◆ What the task asks: Reproduce the patent claims on vehicle route sharing below word for word, from start to finish.

13. The computer program product of claim 11, further comprising:
computer usable program code for communicating the route request
from the first vehicle to the second vehicle over a cellular data
network.
14. The computer program product of claim 13, further comprising:
computer usable program code for communicating the second planned
route to the first vehicle over the cellular data network.
15. The computer program product of claim 1, further comprising:
computer usable program code for communicating an electronic alert
signal to the second vehicle in response to identifying the
proximity of the second vehicle ahead of the first vehicle along
the first planned route having a speed of less than the expected
speed of the first vehicle at that location; and computer usable
program code for generating an alert message or audio at the second
vehicle in response to receiving the electronic alert signal at the
second vehicle.
16. The computer program product of claim 1, further comprising:
computer usable program code for automatically generating an
expected arrival time of the first vehicle, prior to identifying
the proximity of the second vehicle; and computer usable program
code for automatically generating an adjusted arrival time based on
identifying the shared segment and the speed of the second
vehicle.

◆ Information shown:
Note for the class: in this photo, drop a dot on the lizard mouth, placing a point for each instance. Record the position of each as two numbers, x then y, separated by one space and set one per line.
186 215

◆ Answer for the task:
13. The computer program product of claim 11, further comprising:
computer usable program code for communicating the route request
from the first vehicle to the second vehicle over a cellular data
network.
14. The computer program product of claim 13, further comprising:
computer usable program code for communicating the second planned
route to the first vehicle over the cellular data network.
15. The computer program product of claim 1, further comprising:
computer usable program code for communicating an electronic alert
signal to the second vehicle in response to identifying the
proximity of the second vehicle ahead of the first vehicle along
the first planned route having a speed of less than the expected
speed of the first vehicle at that location; and computer usable
program code for generating an alert message or audio at the second
vehicle in response to receiving the electronic alert signal at the
second vehicle.
16. The computer program product of claim 1, further comprising:
computer usable program code for automatically generating an
expected arrival time of the first vehicle, prior to identifying
the proximity of the second vehicle; and computer usable program
code for automatically generating an adjusted arrival time based on
identifying the shared segment and the speed of the second
vehicle.